_Текст_
══════

Лет в тринадцать начались безумные любови, и тут уже невозможно было не писать. Я  начинала и снова бросала, а лет в двадцать со стихами я попала в Интернет. И с этого момента я уже могу сказать, что начала свою «литературную карьеру». Началось все в том числе с публикации на «Стихи.ру». Я даже приносила туда как «больной бабушке» свои тексты года до 2012-го. В 2007-м я попала на литературный форум Ники Невыразимовой. Меня туда затащил Алексей Григорьев, который на тот момент занимался охотой на молодые таланты на просторах «стихиры». Я опубликовала там стихи, и у меня завязалась дружба с ребятами, и я начала больше писать просто потому что было кому показать свои тексты.  Форум существует и сегодня. К сожалению, Ника умерла от рака, но до сих пор место очень теплое. Сейчас я пишу меньше и там ничего не выкладываю. Но у меня есть блог в vk.

Как варежками на резинках был скован ты,
и кругл, и мал;
как грецкий орех сусального золота
на елку сажал;

как бегал по рыхлому льду за пролетками,
заглядывал внутрь;
как было бессчетно встающих за фортками
шифоновых утр;

как не был никем, ну а если и был кем —
был свет и вода;
как розовым мальчиком с узким затылком
пришел ты сюда.

Как нынче, в шафране, шампанском и шелке
целуешь не всех;
и ждет тебя, ждет на рассохшейся елке
сусальный орех.

—   Есть ли у тебя какой-то определенный метод написания стихов: от строчки, от образа, от идеи?

══════

_Задания_
1) В каком году, согласно тексту, автор попала на литературный форум Ники Невыразимовой?
2) Перепишите из текста без изменений фрагмент от слов «как бегал по» до слов «пришел ты сюда.» включительно.

══════

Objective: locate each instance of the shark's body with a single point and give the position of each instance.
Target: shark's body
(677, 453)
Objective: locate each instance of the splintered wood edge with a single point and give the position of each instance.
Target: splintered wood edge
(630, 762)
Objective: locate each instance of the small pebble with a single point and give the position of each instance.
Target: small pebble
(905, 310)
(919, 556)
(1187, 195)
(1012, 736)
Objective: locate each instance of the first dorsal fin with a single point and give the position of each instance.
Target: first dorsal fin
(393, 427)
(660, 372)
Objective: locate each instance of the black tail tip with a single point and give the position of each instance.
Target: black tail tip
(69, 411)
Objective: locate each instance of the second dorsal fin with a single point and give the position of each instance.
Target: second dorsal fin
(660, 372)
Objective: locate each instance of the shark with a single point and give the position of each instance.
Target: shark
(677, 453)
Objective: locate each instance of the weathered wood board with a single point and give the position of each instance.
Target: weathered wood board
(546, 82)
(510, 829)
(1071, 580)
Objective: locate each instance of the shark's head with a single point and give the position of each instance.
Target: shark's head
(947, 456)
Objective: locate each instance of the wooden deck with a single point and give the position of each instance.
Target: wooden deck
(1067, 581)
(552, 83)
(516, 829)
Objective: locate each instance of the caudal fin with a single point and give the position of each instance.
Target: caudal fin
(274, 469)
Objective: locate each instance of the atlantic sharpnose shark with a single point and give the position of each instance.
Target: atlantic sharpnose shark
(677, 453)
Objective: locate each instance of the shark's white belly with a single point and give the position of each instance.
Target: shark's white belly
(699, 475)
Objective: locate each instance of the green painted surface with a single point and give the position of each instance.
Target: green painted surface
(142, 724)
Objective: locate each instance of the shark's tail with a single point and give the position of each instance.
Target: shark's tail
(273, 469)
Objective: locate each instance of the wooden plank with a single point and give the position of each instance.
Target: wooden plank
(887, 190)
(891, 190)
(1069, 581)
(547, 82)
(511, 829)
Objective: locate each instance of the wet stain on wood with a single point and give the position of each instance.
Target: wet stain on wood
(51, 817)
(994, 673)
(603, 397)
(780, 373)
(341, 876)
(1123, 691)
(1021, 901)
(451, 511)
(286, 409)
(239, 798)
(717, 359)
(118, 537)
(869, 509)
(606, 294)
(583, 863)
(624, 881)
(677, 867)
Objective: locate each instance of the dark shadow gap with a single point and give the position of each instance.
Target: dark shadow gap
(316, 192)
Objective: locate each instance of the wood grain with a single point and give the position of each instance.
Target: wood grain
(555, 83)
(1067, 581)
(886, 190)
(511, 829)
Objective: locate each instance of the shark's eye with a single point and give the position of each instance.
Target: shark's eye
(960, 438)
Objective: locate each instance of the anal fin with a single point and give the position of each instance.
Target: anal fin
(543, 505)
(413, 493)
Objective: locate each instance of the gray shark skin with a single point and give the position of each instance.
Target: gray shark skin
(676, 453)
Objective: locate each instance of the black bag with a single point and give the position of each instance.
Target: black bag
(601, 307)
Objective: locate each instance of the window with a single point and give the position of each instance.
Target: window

══════

_Ответы к заданиям_
1) В 2007 году.

2)
как бегал по рыхлому льду за пролетками,
заглядывал внутрь;
как было бессчетно встающих за фортками
шифоновых утр;

как не был никем, ну а если и был кем —
был свет и вода;
как розовым мальчиком с узким затылком
пришел ты сюда.